[To do]: Reproduce the data below, changing every "pixel" to "point" and keeping everything else as it is. Leave the pictures out of your answer.

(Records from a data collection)

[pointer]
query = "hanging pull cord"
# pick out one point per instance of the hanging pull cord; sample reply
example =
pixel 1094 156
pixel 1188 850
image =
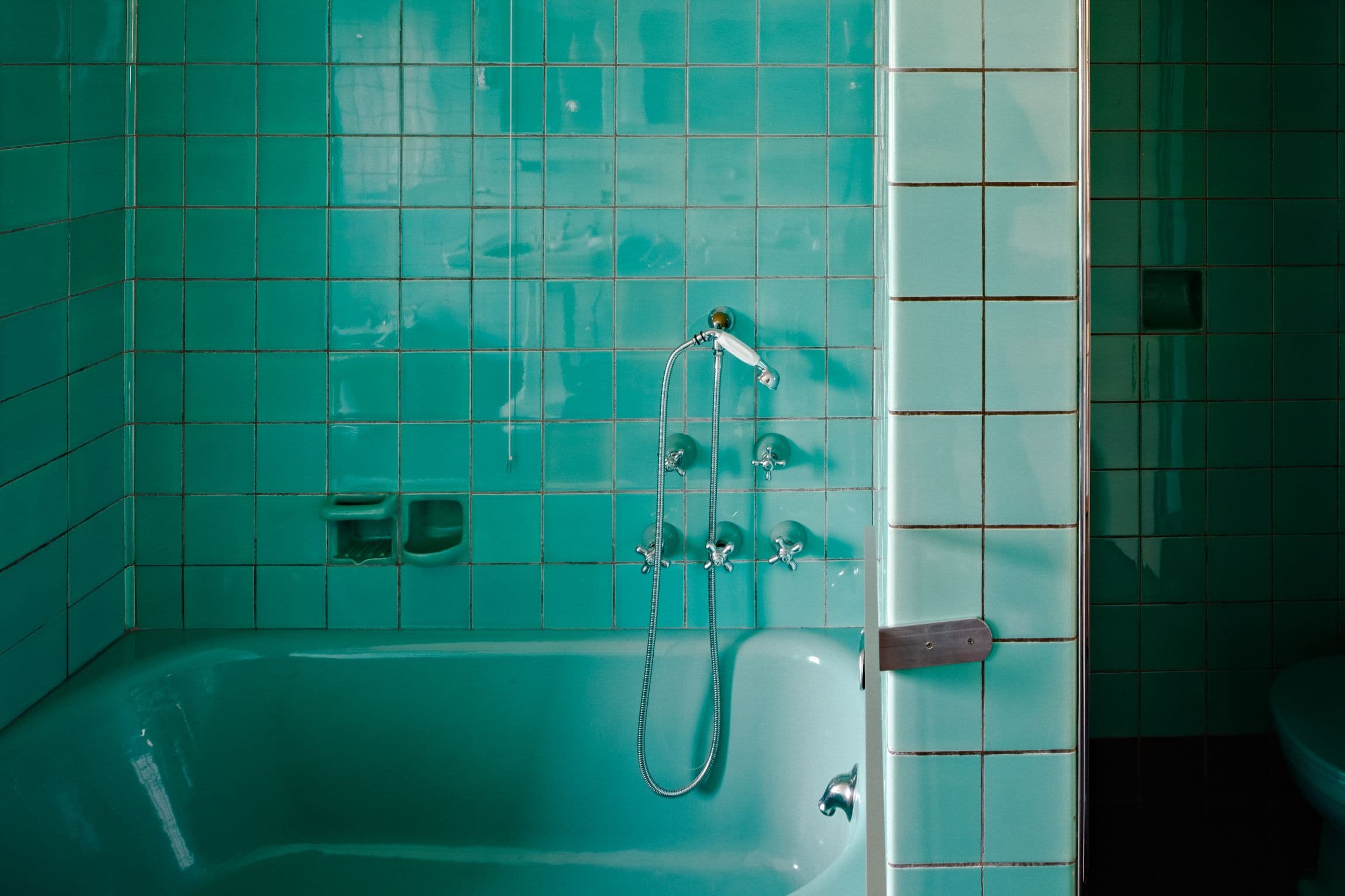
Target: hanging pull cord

[Exercise output]:
[pointer]
query = "hanging pull cord"
# pick out one point per instance of the hanging pull cord; sample reply
example =
point 1094 156
point 1188 850
image =
Target: hanging pull cord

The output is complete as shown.